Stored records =
════════

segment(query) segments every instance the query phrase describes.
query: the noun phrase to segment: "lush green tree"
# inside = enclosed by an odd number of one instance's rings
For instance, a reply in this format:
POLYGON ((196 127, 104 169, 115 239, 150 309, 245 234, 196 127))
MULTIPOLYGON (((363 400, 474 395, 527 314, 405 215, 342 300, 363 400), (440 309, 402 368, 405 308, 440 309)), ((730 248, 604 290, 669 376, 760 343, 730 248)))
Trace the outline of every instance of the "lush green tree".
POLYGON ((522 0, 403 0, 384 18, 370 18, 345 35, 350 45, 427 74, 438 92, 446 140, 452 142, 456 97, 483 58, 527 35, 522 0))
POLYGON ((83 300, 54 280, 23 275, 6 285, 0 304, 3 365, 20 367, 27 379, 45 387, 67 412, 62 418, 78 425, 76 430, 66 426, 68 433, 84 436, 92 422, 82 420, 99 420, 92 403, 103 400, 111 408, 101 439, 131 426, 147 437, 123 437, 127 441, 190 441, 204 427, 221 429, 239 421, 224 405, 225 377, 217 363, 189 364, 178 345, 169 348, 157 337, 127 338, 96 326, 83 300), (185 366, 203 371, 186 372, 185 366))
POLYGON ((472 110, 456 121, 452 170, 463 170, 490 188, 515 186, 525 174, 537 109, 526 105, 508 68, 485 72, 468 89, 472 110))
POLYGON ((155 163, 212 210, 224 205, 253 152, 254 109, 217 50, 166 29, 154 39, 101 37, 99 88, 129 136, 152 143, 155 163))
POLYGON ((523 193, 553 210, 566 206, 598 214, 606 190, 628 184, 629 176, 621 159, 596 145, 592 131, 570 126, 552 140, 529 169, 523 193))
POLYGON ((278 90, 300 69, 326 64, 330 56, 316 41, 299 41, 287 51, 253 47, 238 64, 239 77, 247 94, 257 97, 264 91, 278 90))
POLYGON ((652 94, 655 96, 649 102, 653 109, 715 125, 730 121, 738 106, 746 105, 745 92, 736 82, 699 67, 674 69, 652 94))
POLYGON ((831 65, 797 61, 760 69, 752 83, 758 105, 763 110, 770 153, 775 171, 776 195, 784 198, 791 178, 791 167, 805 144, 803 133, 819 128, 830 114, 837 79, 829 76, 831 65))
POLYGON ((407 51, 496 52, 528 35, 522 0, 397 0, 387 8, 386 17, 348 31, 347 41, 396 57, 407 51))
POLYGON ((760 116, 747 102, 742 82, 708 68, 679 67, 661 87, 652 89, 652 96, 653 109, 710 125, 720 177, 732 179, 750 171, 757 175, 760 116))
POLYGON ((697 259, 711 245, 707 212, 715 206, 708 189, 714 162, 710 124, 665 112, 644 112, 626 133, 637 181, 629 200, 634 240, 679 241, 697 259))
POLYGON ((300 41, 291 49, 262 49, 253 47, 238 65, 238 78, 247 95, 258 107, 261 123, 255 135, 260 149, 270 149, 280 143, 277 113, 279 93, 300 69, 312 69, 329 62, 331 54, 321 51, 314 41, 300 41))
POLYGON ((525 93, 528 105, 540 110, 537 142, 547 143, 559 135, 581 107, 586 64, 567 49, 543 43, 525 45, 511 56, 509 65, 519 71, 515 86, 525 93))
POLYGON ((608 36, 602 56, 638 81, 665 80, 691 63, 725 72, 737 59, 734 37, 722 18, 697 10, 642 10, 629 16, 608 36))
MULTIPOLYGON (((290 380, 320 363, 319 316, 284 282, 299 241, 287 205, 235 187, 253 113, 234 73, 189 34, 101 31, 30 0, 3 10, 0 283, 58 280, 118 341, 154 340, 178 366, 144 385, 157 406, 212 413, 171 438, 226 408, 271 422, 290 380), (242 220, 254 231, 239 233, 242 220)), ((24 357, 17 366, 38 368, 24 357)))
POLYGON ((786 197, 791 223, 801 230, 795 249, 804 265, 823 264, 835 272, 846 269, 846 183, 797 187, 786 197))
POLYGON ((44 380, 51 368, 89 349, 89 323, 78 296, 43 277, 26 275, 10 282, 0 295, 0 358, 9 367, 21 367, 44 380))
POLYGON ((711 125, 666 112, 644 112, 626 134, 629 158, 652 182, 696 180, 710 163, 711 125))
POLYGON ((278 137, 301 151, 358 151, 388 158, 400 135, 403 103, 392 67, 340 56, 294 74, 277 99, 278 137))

════════

From the entries above, extract only the lines running from the one containing "# inside = enclosed" through the one containing "POLYGON ((196 127, 104", inclusive.

# inside = enclosed by an odd number of one instance's rings
For instance, a reply in this format:
POLYGON ((196 127, 104 169, 115 239, 150 309, 245 234, 196 127))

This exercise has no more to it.